INFORMATION SUPPLIED:

——————————

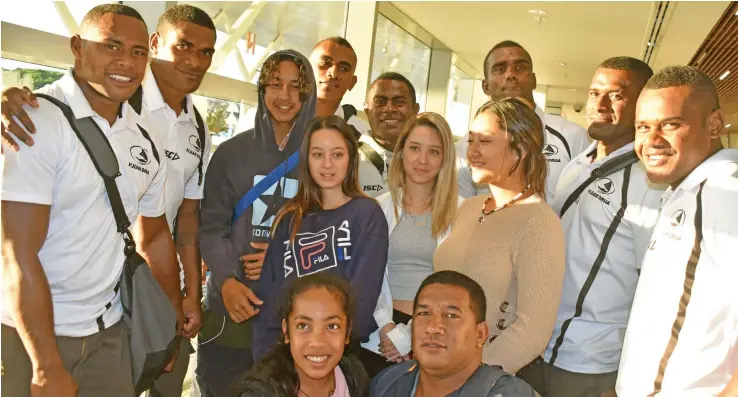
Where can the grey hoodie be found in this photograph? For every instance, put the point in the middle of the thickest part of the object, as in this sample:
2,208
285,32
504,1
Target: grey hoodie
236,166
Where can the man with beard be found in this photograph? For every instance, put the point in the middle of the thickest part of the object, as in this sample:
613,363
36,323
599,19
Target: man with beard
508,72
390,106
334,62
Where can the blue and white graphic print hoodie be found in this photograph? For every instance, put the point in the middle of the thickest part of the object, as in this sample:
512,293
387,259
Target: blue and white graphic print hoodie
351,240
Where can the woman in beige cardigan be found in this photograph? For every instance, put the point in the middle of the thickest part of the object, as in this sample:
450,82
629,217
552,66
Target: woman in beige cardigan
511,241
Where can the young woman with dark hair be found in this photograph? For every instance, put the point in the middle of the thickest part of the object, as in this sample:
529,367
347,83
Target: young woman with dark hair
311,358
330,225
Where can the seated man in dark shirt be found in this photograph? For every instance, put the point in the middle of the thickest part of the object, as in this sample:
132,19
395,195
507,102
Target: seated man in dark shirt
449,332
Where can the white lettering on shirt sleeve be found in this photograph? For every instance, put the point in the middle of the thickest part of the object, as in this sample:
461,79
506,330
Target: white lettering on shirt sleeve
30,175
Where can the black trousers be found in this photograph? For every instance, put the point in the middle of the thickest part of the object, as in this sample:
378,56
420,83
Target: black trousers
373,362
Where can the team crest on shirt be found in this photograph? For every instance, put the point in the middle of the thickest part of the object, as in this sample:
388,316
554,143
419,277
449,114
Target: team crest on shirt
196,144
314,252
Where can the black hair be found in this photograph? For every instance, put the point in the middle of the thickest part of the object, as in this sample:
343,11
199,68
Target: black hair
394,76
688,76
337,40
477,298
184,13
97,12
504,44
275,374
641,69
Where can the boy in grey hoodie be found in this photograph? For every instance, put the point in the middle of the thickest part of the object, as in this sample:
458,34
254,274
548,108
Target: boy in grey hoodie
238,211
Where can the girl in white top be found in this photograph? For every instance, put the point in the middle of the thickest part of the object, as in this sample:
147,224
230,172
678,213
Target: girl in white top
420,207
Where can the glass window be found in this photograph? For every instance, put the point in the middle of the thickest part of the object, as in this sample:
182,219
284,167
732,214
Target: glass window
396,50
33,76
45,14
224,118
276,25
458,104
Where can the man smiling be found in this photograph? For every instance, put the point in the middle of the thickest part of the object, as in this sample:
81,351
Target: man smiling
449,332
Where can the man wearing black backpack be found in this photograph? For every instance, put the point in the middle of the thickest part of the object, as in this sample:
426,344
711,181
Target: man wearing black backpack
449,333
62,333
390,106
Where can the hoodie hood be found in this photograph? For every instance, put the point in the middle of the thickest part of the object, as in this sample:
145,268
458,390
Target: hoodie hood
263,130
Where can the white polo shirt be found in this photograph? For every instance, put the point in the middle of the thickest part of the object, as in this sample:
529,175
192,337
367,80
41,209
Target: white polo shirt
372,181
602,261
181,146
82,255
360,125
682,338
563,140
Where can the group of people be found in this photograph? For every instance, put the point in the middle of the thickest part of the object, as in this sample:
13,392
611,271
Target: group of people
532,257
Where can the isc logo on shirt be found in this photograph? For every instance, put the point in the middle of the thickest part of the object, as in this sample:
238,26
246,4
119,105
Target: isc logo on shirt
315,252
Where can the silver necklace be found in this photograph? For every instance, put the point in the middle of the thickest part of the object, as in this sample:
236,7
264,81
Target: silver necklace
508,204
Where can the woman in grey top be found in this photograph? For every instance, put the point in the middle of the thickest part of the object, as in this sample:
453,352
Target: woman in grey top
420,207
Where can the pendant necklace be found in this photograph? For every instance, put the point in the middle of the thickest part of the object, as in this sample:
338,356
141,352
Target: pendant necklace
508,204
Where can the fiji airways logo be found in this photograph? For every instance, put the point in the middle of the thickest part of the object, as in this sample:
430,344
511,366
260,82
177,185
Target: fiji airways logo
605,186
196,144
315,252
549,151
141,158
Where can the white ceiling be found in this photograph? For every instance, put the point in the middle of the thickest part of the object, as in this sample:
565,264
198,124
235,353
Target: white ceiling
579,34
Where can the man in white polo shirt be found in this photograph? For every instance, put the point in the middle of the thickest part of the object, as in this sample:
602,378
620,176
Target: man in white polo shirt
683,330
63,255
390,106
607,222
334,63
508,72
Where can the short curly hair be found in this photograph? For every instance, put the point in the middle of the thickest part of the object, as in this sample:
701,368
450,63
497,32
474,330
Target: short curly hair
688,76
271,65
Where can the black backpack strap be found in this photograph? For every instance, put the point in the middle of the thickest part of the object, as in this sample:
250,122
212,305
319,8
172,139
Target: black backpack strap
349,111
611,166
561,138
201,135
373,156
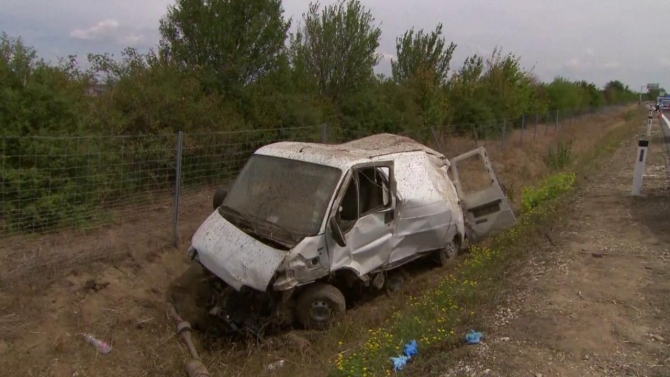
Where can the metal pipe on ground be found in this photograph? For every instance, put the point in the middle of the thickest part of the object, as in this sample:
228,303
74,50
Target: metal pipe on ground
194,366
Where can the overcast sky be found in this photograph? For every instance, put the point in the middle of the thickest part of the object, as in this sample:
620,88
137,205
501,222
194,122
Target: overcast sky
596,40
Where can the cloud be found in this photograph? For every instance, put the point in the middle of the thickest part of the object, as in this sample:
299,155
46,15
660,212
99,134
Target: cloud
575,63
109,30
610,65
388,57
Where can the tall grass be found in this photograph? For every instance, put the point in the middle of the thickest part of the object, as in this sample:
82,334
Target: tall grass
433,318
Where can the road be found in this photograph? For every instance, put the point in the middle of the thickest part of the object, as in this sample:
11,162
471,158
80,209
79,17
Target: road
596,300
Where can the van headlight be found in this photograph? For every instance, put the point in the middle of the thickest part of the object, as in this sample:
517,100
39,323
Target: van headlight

——————————

WHAT IS EXPECTED: Copy every record character for character. Skip the pictures.

OUTPUT BELOW:
Where can the grey hoodie be found in this photograph? For every instance, put the point in the middle of the thickest part of the object, as in this sample:
2,208
285,32
504,1
Target: grey hoodie
236,166
Where can the man with beard be found in this photograph? For every instance, put the point in the middle of the thickest part of the object, as in this sample:
613,363
36,323
599,19
Target: man with beard
508,72
390,106
334,62
Where can the blue and white graphic print hoodie be found in this photograph? For every instance, put the point in the middle of the thickest part of the object, as in this sample:
512,293
387,259
Target: blue and white graphic print hoodie
351,240
Where can the woman in beige cardigan be found in this photograph? For every instance, put the point in the middle of the thickest part of the object, as in this sample:
450,82
629,217
552,66
Target: woman in beige cardigan
511,241
Where can the young woman with dark hair be found in this photograph? For every instance, put the point in the middle of the thickest part of the object, as in this sample:
529,367
347,83
Target: young woman with dark hair
311,358
330,225
Where can the seated man in dark shirt be found in this photograph? For every instance, put the point in the middle of the thickest part of the object, as in this sample:
132,19
395,195
507,102
Target: seated man in dark shirt
449,332
Where can the white lettering on shirt sleeve be found in this photograph? For every instance, put the point in the middle of the thickest part of the object, as in this sample:
461,79
506,330
Target: white lettering on shirt sleeve
30,175
Where can the black trousers be found in this photograph? For every instance, put the point in the middle of the thickest part of the object, as in this sample:
378,56
420,83
Target: black trousers
373,362
Where can the team crest on shirt be found in this photograph? For every instance, put the point in the middle of the thickest part of the object, as in this sample:
388,316
554,143
419,277
449,114
Target: team crest on shirt
196,144
314,252
Where can the black hair be found in this photograph? For every instance, put the point in the middle of the thickest part of the object, as in this sample:
343,11
199,68
Target: black hair
394,76
688,76
337,40
477,298
184,13
97,12
504,44
275,374
641,69
Where can the boy in grey hoodie be found in this photograph? For every instance, put the point in the middle of the thickest part of the object, as in this sample:
458,34
254,274
548,108
Target: boy in grey hoodie
238,211
Where can the girl in white top be found in this photograph? For every instance, put the point in the middle of the thickest part of the object, as in this sample:
147,224
230,172
678,213
Target: girl in white top
420,207
Where can the glass window be found in this photograph? For every instance, put the point in the middle of the thickest part of the object, as in this sample:
182,219
284,167
732,214
Target: glass window
396,50
33,76
45,14
224,118
276,25
458,104
Where can the man smiling be found in this photograph? For every instance, put the point in the middle of the thickest part of the object, as in this sample:
81,351
Target: man smiling
449,332
Where can the man wearing black backpack be found in this photograph? For every instance, put the point in the middle of the thickest part of the object, as in this sample:
426,344
711,181
Target: man wearing black backpack
449,333
62,333
390,106
Where can the hoodie hood be found in this photograph? For every instance, put the point in the middle of the thickest part of the object, as in this sample:
145,268
458,390
Target: hoodie hood
263,130
Where can the white polo shirt be found in this photograph? For every instance, put the point in the middle of the thickest part of the object, as in this sample:
529,175
192,337
367,80
41,209
Target: white polo shirt
372,181
602,261
181,146
82,255
360,125
682,338
563,140
Where can the group of people be found in this photograph? For every instance, put the point in the middle of the thickest part of the object, as in this sample:
13,392
611,271
Target: group of people
532,257
Where can the isc logo on shirt be found in this photograph? For every instance, put the point in the middle of the thickest part of the object, as in this sample:
238,26
246,4
119,105
Target: isc logo on shirt
315,252
Where can the silver necklace be found in this photograph? For every instance, put the point in the middle of the thickest part of the object, as in this sample:
236,7
264,81
Target: silver necklace
508,204
Where can the woman in grey top be found in this photograph? For every instance, put the point in the middle of the thickest part of the object, as in this sample:
453,352
Target: woman in grey top
420,207
Where can the pendant necklace be found in this photograph? For every instance, put the point in the middle of the thickest part of the object, as in this sample:
338,356
141,352
Target: pendant necklace
508,204
Where can the fiji airways logo be found in this photograph? For every instance, put the point in the middle of the thickest part of the object, as in this sample:
430,344
511,366
260,82
177,185
Target: fiji airways logo
605,186
196,144
315,252
549,151
141,158
Where can the white ceiling be found in this photograph? For every instance, put the point in the middle of the thickest part of the object, as in this sample:
565,264
198,124
235,353
Target: white ceiling
579,34
Where can the man in white polo shirt be found in this photograph? For every instance, put the point in the middle of the thickest part of the object, as in this sample:
602,378
620,176
Target: man in white polo shirt
683,330
63,255
390,106
607,222
334,63
508,72
Where can the short curly hair be found in this photograph? For every instance, put the point in the middle of the thickest part of the object, as in this sample:
701,368
450,63
497,32
474,330
Target: short curly hair
688,76
271,65
Where can the black backpack strap be found in this photograph? For every instance, put the point in the middle of the thickest part of the object, as in this sample:
250,122
212,305
319,8
172,139
Target: black backpack strap
349,111
611,166
561,138
201,135
373,156
Where can the metal pipe on ground be found in this photograph? For every instance, put the point in the middle of the thickest part of the object, as in this sample:
228,303
74,50
Target: metal pipe on ground
194,366
Where can the overcast sky be found in this photograph? For every instance, put the point in the middle of the thickest part of the object, as in this sample:
620,88
137,205
501,222
194,122
Target: overcast sky
596,40
Where can the cloud be found in this photograph? For every instance, put the point in the middle of the thickest part of the object, as in this sample:
299,155
46,15
660,212
99,134
Target: cloud
575,63
109,30
610,65
388,57
Where can the tall grass be found in this photograph? For every instance, put the point in the middle of the thickest part of the object, as in this sample:
82,334
Target: tall grass
433,318
Where can the road be found in this photograph? For every instance, put the point in the middle of the thickest part of the object, as in this sample:
11,162
471,158
80,209
79,17
Target: road
596,300
Where can the van headlight be found in this photograph? For every instance, put the point in the middle of the thickest part of the object, as in this sample:
517,100
39,323
Target: van headlight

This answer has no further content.